▶ **Problem statement**:
From the entries below, extract every line that contains the string "with". Reproduce each such line in full, in the order in which it appears.

▶ **Task data**:
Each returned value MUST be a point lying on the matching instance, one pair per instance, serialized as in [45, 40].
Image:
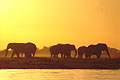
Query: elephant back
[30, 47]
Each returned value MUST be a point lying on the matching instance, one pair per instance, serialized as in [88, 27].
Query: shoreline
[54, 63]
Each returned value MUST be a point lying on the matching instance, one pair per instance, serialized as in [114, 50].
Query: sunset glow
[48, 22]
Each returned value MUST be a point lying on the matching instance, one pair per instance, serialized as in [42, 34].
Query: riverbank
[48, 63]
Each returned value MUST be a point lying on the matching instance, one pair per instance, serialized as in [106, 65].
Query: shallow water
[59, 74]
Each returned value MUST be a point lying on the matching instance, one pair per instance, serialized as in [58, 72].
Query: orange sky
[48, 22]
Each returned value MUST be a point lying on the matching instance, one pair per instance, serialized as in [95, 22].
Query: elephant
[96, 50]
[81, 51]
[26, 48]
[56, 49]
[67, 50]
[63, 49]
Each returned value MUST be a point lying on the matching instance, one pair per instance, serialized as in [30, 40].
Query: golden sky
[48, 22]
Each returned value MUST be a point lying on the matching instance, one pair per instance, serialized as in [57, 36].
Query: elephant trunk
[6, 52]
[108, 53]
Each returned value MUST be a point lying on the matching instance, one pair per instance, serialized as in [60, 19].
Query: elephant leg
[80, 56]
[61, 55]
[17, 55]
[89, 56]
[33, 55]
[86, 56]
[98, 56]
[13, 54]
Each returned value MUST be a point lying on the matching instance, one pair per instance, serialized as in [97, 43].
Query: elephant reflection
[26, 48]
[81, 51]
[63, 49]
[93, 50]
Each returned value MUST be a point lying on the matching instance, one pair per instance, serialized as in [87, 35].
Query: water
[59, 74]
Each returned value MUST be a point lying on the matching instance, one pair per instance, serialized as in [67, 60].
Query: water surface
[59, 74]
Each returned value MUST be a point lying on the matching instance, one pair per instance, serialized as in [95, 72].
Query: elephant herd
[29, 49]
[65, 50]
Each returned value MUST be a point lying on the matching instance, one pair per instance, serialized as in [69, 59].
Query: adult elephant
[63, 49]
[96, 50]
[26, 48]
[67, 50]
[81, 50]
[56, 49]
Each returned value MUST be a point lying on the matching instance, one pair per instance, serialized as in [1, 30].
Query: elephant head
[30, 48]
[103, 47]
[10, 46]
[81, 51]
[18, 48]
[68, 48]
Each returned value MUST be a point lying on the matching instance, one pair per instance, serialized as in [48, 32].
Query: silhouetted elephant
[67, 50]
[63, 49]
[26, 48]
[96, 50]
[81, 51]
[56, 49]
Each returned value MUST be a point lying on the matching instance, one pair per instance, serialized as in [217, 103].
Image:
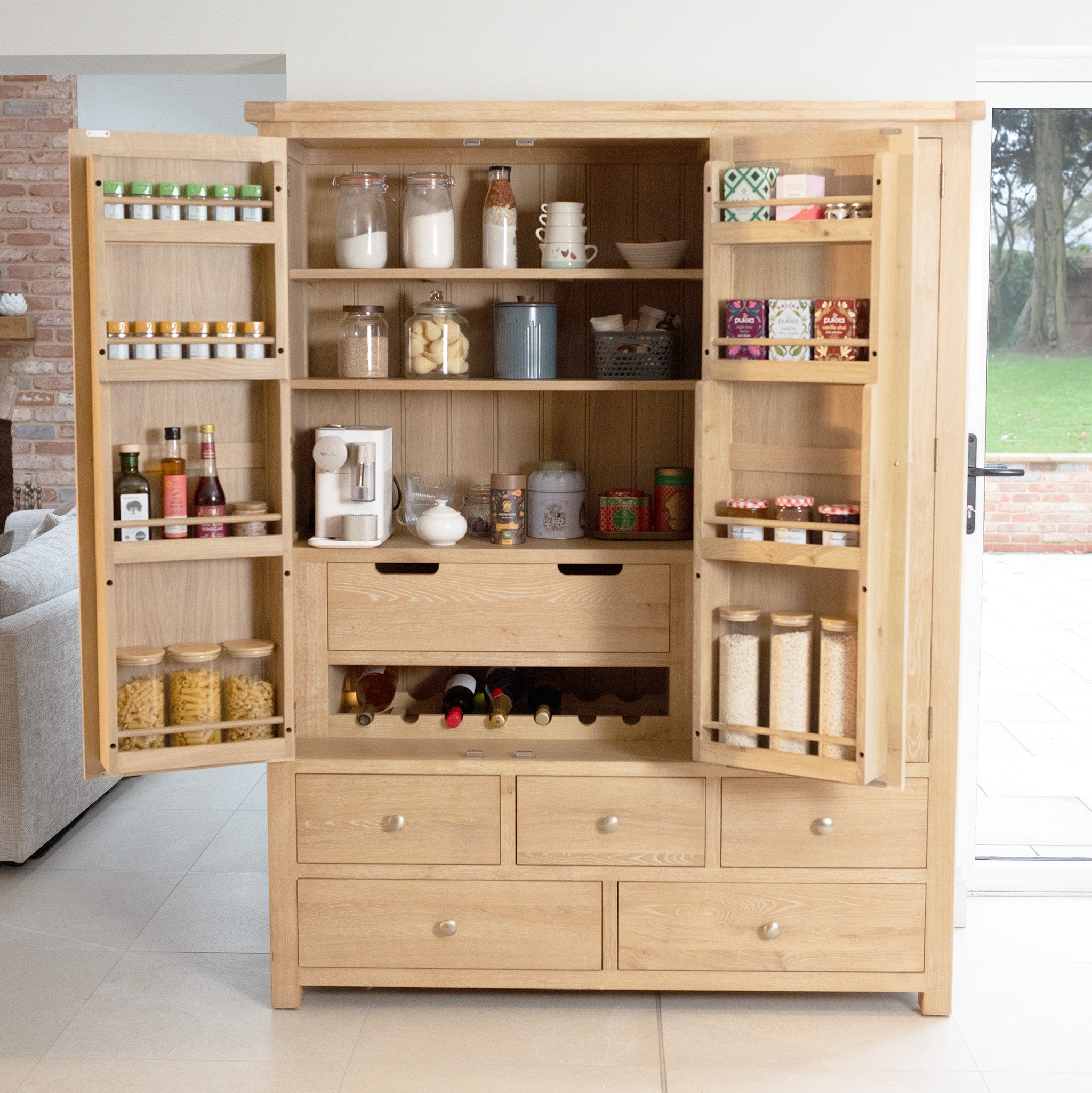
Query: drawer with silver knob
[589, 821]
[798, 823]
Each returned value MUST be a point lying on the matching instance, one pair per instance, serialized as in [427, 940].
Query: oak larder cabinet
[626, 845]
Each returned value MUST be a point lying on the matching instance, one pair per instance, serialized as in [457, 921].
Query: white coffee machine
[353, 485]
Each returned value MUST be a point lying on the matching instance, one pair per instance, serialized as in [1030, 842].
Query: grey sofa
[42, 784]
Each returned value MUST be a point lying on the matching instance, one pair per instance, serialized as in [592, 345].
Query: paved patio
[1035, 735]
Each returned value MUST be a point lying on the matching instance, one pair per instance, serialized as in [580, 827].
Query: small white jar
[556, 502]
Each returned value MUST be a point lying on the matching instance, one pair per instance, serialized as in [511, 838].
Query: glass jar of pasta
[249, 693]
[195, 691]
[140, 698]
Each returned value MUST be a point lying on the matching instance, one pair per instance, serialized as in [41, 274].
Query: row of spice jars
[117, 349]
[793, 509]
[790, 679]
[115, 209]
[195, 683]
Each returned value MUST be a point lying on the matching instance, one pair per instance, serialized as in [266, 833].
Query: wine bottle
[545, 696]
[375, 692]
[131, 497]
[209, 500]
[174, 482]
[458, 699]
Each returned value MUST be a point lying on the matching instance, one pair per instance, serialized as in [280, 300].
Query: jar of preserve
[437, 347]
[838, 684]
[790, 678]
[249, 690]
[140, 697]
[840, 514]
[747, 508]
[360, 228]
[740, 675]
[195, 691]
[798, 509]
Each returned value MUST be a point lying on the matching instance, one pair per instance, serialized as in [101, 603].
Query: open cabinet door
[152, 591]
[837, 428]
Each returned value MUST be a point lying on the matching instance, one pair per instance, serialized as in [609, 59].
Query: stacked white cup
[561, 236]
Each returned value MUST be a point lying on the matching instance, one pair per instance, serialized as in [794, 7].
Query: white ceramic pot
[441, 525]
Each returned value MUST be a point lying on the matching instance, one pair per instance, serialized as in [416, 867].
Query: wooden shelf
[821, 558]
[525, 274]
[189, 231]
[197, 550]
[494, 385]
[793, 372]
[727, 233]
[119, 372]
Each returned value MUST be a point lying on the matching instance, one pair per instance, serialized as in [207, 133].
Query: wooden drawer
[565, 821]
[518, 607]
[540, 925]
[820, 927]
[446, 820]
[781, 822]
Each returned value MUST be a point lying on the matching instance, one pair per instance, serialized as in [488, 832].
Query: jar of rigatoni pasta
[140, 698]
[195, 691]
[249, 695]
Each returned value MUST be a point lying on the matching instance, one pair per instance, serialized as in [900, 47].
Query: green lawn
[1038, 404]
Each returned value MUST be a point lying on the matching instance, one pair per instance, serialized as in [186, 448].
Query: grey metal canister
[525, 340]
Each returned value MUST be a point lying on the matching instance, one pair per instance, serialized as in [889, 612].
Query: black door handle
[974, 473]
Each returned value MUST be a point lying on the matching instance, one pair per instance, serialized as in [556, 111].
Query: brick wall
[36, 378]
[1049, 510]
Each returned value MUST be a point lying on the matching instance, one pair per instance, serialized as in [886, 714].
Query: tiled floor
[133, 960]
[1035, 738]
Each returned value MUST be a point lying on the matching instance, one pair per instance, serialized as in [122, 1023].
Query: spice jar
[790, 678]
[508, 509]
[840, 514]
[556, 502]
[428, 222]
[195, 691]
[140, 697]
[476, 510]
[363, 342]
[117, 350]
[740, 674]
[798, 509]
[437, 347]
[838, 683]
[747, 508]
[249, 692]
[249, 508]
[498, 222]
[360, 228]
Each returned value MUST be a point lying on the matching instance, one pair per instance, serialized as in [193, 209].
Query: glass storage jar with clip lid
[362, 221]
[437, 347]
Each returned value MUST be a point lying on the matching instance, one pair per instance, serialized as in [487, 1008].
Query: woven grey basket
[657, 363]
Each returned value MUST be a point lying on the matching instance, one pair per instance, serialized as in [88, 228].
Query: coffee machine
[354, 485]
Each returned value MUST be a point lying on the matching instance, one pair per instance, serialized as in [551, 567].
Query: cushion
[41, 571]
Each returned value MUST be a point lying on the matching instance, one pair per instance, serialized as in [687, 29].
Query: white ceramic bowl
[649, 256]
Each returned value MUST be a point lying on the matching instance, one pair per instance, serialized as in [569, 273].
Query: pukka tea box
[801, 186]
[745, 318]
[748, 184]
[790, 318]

* * *

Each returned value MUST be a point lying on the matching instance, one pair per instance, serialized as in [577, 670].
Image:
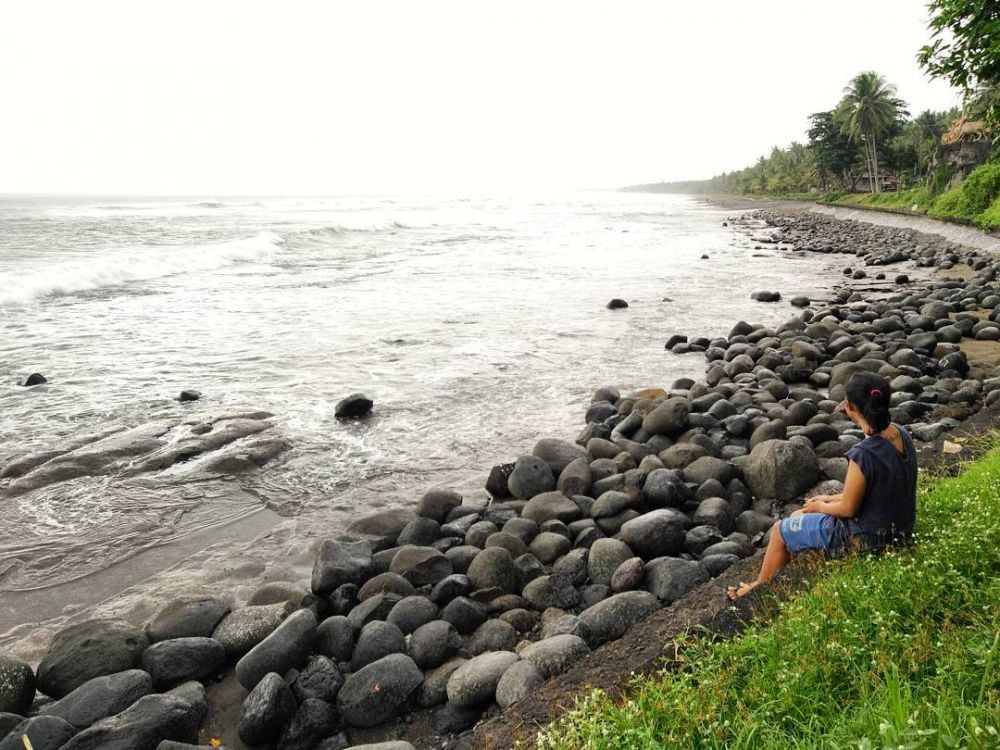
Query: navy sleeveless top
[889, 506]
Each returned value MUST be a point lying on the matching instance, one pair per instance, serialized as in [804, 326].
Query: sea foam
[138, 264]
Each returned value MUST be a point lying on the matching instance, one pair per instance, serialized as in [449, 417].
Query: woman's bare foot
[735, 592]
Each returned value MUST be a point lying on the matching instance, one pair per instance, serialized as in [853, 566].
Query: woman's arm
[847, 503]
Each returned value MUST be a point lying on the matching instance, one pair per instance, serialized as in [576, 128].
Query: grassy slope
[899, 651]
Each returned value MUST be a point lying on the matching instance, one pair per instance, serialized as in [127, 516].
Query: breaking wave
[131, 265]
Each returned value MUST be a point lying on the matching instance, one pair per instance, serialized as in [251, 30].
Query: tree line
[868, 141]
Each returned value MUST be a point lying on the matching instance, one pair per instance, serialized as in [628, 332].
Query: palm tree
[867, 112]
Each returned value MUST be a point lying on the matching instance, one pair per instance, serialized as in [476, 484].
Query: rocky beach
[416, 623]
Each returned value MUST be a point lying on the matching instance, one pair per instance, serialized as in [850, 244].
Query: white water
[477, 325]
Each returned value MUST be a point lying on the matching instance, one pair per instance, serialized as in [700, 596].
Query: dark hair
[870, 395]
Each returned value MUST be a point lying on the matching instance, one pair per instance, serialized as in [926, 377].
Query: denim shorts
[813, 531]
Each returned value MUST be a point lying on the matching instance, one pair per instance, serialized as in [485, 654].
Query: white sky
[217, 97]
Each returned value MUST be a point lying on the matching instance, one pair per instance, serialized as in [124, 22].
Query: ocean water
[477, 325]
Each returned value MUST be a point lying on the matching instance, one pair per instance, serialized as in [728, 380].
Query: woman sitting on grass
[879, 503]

---

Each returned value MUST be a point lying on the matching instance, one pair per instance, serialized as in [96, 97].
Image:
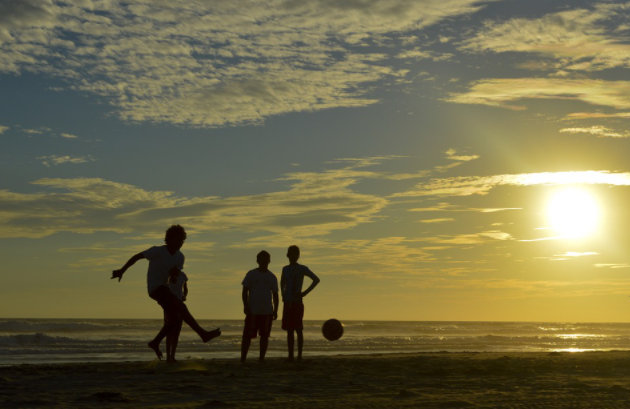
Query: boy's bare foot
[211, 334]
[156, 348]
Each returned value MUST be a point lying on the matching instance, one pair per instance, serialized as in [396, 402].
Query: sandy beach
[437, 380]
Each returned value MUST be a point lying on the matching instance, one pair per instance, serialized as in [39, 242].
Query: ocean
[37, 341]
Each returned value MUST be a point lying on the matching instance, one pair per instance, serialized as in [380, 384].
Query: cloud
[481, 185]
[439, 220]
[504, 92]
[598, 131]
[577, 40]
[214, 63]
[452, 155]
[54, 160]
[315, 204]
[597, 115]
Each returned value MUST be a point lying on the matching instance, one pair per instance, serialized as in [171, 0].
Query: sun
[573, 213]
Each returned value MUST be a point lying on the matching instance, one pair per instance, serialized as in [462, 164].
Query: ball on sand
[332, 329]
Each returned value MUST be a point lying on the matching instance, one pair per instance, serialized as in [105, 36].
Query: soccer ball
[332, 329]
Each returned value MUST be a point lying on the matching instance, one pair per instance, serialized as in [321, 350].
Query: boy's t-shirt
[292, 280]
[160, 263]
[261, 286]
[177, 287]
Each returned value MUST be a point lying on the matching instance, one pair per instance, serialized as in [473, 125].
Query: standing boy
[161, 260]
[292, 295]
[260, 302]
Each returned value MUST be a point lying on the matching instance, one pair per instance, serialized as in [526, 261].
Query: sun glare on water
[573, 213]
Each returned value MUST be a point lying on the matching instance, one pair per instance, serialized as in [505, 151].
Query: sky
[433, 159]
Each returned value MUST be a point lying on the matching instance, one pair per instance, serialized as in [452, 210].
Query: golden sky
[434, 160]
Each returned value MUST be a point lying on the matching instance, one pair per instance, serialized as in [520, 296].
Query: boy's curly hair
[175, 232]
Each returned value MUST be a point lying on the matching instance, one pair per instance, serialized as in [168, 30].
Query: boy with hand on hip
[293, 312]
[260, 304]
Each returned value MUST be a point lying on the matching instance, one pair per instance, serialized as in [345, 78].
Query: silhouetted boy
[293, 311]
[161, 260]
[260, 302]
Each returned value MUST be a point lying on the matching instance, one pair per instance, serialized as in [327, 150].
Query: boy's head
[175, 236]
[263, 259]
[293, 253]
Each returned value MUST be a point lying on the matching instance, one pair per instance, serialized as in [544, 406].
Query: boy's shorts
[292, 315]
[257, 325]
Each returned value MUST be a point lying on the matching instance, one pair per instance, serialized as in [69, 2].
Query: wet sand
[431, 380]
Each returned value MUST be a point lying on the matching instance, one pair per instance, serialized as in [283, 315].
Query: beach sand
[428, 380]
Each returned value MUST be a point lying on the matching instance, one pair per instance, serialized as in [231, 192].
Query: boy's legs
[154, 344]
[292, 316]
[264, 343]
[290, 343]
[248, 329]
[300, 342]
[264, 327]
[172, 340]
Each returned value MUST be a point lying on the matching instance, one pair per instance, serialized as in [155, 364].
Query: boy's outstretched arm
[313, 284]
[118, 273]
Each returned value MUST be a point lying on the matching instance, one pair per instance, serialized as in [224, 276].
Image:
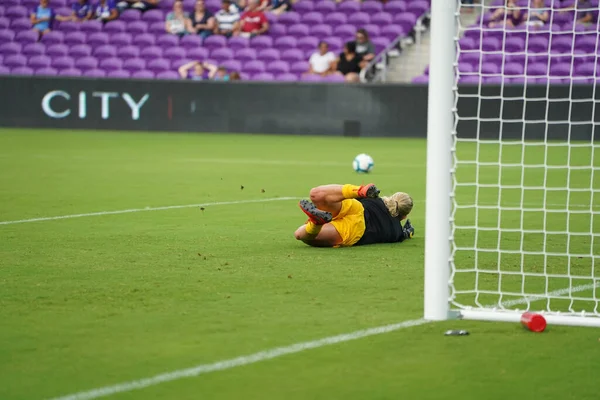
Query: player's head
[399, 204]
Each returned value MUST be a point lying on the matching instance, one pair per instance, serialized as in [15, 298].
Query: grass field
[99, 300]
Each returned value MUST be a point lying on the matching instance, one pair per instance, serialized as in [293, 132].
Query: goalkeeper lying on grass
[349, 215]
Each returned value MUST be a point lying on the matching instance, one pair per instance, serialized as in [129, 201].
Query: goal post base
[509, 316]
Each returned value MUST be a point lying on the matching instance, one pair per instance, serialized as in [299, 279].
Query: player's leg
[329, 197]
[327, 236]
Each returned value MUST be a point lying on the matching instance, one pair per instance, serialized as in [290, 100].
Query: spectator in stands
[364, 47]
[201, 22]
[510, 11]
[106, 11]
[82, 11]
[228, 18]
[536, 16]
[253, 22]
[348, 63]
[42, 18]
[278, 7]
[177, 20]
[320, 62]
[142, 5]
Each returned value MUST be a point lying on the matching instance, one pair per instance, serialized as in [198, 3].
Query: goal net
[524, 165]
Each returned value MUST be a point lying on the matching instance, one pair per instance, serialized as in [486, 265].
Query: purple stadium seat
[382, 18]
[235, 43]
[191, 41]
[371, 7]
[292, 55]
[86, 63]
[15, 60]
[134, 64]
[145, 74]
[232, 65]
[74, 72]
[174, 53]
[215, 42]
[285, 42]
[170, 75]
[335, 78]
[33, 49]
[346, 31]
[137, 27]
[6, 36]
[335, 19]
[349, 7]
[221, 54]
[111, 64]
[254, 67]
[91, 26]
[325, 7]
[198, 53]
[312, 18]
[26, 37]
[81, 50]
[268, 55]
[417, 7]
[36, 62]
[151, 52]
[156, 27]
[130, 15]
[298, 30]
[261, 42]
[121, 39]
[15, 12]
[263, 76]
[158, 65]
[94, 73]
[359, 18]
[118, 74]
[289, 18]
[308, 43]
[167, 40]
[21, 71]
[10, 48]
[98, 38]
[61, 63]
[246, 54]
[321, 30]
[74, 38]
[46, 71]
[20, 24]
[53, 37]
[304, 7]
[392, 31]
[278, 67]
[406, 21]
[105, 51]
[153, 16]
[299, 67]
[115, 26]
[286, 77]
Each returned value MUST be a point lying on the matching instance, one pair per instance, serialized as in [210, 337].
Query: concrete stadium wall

▶ **Answer to the problem**:
Query: drawer with silver knob
Query: glass storage jar with clip lid
Query: boy with hand on hip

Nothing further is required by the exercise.